_Selection_.
____________

Shortly after the complaint was filed, plaintiff sought an order to show cause to recover his PIP files from defendants. Judge Richmond signed an order on April 15, 2011 requiring their production. On June 24, 2011, a little more than a month after the answer was filed, plaintiff moved pursuant to N.J.S.A. 2A:53A-28 to compel the production of the PIP files as previously ordered and to extend the deadline for filing an affidavit of merit until after they had been produced. The court conducted a Ferreira conference on July 11, 2011. The judge thereafter issued an order noting plaintiff's withdrawal of his motion to compel production of the PIP files and ordering defendants to turn over "any and all of plaintiff's files" no later than July 25, 2011, with plaintiff's affidavit of merit to follow within sixty days.
Defendants produced the files on August 2, 2011. On August 5, 2011, plaintiff's counsel filed a motion to be relieved, contending in a certification that plaintiff had threatened him with physical violence and that their relationship had so "completely broken down" that he could no longer continue as plaintiff's counsel. Plaintiff did not oppose the motion and the court granted it on September 2, 2011. Plaintiff thereafter proceeded pro se. On October 24, 2011, defendants filed a motion to dismiss for failure to file an affidavit of merit. Plaintiff failed to file opposition and the court entered an order dismissing the complaint with prejudice on November 18, 2011.

____________

_Jobs_.
A – Repeat the part of the procedural history that begins at the words "Defendants produced the" and ends after the words "November 18, 2011.".
B – List every motion the procedural history says was filed or made, with who brought it and the date.
C – Resume the procedural history after its last sentence and carry it forward.

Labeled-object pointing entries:
____________

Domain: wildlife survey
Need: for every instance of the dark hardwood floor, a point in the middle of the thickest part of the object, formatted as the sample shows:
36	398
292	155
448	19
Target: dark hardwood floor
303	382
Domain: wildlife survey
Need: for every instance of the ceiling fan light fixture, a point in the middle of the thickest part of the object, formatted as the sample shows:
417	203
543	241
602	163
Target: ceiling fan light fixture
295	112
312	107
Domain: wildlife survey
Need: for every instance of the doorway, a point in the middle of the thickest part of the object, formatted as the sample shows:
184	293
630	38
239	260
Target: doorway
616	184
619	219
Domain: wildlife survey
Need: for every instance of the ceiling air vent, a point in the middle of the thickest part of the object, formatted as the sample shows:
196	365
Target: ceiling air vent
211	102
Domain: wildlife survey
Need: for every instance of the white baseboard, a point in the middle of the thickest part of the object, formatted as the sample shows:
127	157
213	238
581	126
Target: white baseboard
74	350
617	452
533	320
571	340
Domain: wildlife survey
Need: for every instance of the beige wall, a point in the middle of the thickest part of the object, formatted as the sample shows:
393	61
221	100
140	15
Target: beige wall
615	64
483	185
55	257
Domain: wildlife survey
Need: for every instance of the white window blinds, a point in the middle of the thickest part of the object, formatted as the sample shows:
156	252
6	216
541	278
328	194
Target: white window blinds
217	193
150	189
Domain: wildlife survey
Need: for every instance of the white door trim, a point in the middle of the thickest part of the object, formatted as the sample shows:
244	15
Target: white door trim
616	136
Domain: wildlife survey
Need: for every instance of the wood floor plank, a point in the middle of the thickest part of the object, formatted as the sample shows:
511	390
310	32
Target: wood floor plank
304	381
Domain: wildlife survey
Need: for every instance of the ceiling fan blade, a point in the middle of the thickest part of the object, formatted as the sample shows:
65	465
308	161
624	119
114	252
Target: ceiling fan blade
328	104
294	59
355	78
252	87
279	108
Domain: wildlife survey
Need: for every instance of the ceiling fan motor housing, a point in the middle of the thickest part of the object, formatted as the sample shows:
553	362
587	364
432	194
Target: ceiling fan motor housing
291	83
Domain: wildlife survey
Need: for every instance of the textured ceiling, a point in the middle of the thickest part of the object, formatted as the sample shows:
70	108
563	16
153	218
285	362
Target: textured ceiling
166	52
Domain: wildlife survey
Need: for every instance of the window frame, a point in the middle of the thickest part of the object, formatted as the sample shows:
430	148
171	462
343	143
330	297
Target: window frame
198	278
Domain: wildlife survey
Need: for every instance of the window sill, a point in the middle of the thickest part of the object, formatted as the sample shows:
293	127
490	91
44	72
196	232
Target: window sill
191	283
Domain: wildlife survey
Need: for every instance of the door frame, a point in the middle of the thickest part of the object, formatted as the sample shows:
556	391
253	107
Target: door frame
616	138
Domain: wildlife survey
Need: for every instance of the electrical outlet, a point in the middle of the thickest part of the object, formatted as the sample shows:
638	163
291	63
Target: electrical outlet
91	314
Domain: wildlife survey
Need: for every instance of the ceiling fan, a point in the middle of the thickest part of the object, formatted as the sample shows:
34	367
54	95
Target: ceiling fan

____________

_Final results_.
A –
Defendants produced the files on August 2, 2011. On August 5, 2011, plaintiff's counsel filed a motion to be relieved, contending in a certification that plaintiff had threatened him with physical violence and that their relationship had so "completely broken down" that he could no longer continue as plaintiff's counsel. Plaintiff did not oppose the motion and the court granted it on September 2, 2011. Plaintiff thereafter proceeded pro se. On October 24, 2011, defendants filed a motion to dismiss for failure to file an affidavit of merit. Plaintiff failed to file opposition and the court entered an order dismissing the complaint with prejudice on November 18, 2011.

B –
- Plaintiff's motion under N.J.S.A. 2A:53A-28 to compel production of the PIP files and extend the affidavit of merit deadline, June 24, 2011
- Plaintiff's counsel's motion to be relieved, August 5, 2011
- Defendants' motion to dismiss for failure to file an affidavit of merit, October 24, 2011

C –
On January 3, 2012, plaintiff's current counsel filed a notice of appeal and requested that the court file a statement of reasons pursuant to Rule 2:5-1(b). Judge Richmond placed her reasons on the record on February 3, 2012. The judge found that the allegations of the complaint, which included claims that defendants deviated from acceptable professional standards of conduct by "'blowing'  the statute of limitations, not keeping the plaintiff advised of the status of his matters, and otherwise impairing his rights to collect moneys allegedly due to him, " could not be prosecuted in the absence of an affidavit of merit. The judge noted that an "affidavit of merit is required by the statute, it was required by the management order, and it has not been provided." Plaintiff never argued to the trial court that no affidavit of merit was required on the facts alleged, and thus the judge did not address the common knowledge exception in her opinion.
On appeal, however, plaintiff urges only that no affidavit was required as the common knowledge ...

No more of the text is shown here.